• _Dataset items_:
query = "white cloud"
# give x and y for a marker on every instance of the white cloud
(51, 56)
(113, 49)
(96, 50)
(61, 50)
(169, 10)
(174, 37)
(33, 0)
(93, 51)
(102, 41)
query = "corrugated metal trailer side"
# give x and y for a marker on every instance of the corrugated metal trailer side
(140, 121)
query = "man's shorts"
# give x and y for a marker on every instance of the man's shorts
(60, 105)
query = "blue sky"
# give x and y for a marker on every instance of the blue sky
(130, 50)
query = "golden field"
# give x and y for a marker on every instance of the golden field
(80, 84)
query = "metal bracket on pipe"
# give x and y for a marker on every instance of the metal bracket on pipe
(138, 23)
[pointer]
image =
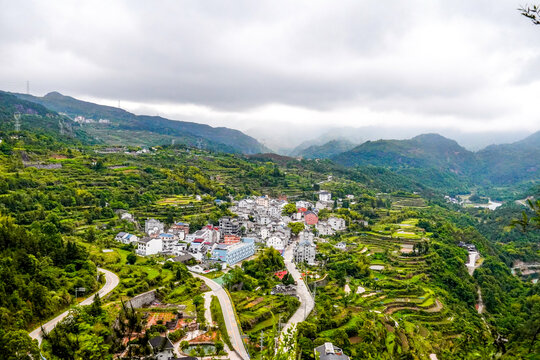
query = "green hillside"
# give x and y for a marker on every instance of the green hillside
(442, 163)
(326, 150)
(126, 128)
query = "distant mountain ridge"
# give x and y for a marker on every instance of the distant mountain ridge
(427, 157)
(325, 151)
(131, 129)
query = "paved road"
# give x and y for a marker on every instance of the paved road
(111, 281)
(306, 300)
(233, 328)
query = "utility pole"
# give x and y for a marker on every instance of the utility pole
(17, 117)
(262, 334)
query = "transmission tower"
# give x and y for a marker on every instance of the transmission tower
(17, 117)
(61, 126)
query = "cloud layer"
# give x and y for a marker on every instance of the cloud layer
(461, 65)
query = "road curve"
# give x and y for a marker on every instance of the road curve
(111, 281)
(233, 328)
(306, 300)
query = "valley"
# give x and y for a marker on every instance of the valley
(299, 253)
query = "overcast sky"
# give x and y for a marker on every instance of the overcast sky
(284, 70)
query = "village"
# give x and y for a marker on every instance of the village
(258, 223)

---

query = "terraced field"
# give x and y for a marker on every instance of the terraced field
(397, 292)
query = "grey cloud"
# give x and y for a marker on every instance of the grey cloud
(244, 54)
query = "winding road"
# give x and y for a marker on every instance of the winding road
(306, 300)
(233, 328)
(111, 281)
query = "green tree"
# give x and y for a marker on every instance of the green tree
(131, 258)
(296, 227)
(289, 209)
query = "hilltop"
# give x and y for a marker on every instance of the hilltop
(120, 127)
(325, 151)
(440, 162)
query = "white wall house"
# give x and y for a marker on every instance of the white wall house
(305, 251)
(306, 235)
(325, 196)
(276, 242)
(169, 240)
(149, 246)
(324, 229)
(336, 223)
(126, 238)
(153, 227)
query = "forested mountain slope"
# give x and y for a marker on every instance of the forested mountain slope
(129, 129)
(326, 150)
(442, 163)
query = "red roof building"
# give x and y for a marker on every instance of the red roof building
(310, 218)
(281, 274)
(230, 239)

...

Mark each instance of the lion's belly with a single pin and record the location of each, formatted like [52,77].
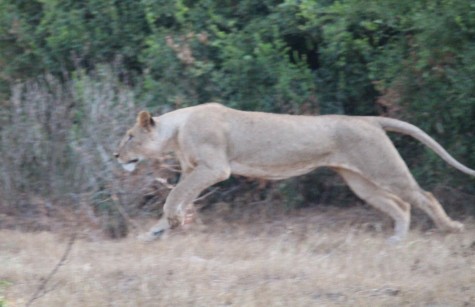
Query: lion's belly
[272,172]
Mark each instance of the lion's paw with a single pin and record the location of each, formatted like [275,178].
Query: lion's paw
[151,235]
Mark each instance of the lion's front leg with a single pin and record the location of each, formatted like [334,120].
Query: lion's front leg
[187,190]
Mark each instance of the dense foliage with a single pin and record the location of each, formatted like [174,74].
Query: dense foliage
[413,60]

• _TASK DIRECTIONS_: Which lines in the rows above contain the word "building"? Extract each of them.

• _RESULT OF THIS TASK_:
query = "red roof building"
# give x and y for a marker on every instance of the red roof building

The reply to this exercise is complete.